_What the task asks_
Search the entries for the word "target". Copy each line in which it is found.
**********
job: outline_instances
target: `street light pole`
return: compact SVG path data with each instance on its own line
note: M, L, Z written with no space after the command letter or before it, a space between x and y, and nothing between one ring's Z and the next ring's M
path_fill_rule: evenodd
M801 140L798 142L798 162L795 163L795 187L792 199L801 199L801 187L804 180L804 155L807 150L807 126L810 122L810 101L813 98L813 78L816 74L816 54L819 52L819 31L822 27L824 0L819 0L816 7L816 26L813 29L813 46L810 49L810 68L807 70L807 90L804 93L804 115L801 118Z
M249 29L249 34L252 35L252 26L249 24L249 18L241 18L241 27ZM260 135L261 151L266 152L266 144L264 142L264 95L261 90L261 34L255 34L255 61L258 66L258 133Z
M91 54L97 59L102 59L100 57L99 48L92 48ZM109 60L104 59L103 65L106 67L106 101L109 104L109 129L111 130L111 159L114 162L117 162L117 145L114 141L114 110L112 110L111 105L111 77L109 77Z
**********
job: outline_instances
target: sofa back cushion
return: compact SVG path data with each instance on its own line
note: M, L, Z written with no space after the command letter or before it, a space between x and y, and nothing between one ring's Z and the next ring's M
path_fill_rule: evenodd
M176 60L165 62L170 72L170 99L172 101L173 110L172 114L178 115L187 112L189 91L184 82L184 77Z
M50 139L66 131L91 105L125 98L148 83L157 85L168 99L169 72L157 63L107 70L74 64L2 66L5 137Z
**********
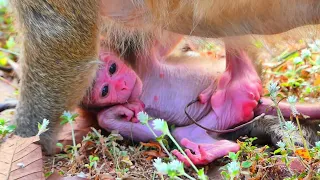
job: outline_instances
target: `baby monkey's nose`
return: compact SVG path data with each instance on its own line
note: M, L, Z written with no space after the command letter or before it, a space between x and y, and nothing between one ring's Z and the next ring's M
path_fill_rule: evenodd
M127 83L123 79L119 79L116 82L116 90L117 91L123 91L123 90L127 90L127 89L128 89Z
**********
_Task output_
target: `street light pole`
target: sofa back cushion
target: `baby monkey's nose`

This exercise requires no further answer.